» **WORK INSTRUCTIONS**:
**1.** Reproduce the part of the aspirin research article from "From University of" to "preventing organ rejection.".
**2.** In the aspirin research article, where did the researchers report their findings?

» **TEXT SEGMENT**:
----------

From University of Pittsburgh Medical Center
Aspirin targets key cell that triggers organ rejection and other immune responses, report University of Pittsburgh researchers in journal article
Animal studies suggest there could be an effective, cheap approach to preventing rejection
PITTSBURGH, June 5 -- University of Pittsburgh researchers have identified a new cellular target for aspirin, shedding light on the mechanisms of the most widely used drug in the world and raising a set of intriguing questions, including whether aspirin could be useful for preventing organ rejection.
In the June 15 issue of the Journal of Immunology, the researchers report for the first time that aspirin has a profound effect on bone-marrow derived dendritic cells -- the powerful immune system cells that are responsible for initiating an immune response -- by preventing their maturation and hence, their ability to signal other cells to attack.
The findings help to explain why aspirin taken in high doses significantly reduces inflammation and provides relief to patients with various autoimmune diseases, including arthritis and rheumatic fever, says lead author Holger Hackstein, M.D., a visiting research fellow at the University of Pittsburgh's Thomas E. Starzl Transplantation Institute, who is working in the lab of Angus Thomson, Ph.D., D.Sc., professor of surgery and molecular genetics and biochemistry and senior author on the paper.

----------

» **DATA EXTRACT**:
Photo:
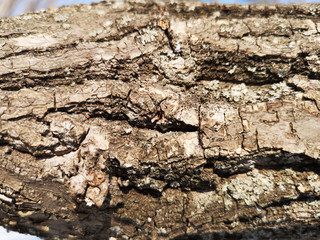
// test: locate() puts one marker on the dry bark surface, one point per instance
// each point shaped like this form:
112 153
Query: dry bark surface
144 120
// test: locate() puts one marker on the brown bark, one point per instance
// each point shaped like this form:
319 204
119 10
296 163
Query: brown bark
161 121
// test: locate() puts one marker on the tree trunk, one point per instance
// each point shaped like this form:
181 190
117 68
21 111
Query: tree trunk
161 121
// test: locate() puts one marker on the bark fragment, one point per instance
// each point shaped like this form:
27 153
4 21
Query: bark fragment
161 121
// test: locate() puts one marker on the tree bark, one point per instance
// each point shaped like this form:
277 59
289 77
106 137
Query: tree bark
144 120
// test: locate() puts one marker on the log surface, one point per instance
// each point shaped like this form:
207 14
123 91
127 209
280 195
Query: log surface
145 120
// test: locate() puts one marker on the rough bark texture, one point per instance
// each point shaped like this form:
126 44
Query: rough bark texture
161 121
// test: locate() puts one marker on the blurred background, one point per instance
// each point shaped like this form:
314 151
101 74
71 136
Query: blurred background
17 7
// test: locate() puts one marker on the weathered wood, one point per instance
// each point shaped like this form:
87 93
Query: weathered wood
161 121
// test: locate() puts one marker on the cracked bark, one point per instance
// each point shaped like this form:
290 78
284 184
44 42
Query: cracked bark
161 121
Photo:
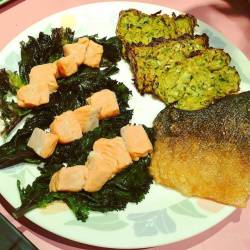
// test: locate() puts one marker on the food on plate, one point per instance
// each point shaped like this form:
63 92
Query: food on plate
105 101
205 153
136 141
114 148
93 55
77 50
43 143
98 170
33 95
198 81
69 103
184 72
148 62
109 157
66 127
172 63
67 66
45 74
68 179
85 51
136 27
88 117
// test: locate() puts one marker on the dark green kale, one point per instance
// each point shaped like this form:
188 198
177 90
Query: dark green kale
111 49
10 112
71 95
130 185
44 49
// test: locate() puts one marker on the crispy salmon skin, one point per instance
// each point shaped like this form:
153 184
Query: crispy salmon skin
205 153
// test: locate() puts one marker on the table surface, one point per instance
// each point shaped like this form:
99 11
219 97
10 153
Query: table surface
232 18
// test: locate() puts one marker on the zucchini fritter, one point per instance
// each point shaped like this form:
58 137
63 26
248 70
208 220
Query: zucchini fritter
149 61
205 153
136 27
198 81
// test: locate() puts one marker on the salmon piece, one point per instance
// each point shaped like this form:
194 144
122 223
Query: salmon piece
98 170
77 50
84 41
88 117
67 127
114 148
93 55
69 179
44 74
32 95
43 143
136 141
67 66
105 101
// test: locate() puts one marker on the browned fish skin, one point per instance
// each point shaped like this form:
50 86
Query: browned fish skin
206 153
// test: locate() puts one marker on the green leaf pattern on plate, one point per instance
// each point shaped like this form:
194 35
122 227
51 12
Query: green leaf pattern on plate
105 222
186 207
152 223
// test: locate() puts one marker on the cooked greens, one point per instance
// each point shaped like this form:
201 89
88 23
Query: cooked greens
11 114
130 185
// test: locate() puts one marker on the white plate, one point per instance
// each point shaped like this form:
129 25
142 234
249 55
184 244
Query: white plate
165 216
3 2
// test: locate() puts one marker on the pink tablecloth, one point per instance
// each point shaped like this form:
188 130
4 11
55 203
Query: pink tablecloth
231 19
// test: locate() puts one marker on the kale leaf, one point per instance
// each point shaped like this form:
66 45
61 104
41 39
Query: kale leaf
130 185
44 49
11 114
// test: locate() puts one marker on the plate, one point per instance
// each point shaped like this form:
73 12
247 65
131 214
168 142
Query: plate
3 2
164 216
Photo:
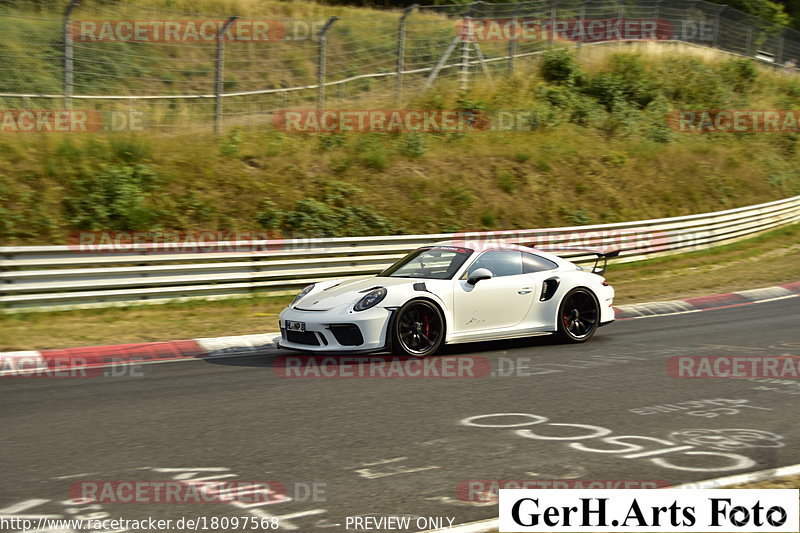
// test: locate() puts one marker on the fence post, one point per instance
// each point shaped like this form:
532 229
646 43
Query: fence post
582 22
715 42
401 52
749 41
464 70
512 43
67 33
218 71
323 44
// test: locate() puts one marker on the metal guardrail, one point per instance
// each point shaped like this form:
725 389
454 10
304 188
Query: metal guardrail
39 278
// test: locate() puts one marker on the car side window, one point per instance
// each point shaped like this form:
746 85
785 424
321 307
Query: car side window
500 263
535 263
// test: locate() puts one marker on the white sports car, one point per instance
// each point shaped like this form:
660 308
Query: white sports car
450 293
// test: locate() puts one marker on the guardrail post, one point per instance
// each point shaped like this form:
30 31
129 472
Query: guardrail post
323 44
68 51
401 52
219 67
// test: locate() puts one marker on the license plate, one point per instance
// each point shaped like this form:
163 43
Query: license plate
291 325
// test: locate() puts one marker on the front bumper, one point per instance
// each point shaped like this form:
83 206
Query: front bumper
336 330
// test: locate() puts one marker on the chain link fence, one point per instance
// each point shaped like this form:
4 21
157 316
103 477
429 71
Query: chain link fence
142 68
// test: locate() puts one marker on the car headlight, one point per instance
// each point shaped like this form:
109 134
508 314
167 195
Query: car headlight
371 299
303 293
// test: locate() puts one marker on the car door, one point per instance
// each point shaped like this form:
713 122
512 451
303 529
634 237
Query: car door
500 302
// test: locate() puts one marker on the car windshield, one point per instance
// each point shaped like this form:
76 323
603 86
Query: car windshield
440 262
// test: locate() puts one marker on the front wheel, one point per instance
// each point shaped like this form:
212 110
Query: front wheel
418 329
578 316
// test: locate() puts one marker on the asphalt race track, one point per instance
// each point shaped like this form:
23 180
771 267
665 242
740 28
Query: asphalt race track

----------

» **SOLUTIONS TO THE TASKS**:
**1.**
From University of Pittsburgh Medical Center
Aspirin targets key cell that triggers organ rejection and other immune responses, report University of Pittsburgh researchers in journal article
Animal studies suggest there could be an effective, cheap approach to preventing rejection
PITTSBURGH, June 5 -- University of Pittsburgh researchers have identified a new cellular target for aspirin, shedding light on the mechanisms of the most widely used drug in the world and raising a set of intriguing questions, including whether aspirin could be useful for preventing organ rejection.

**2.** In the June 15 issue of the Journal of Immunology.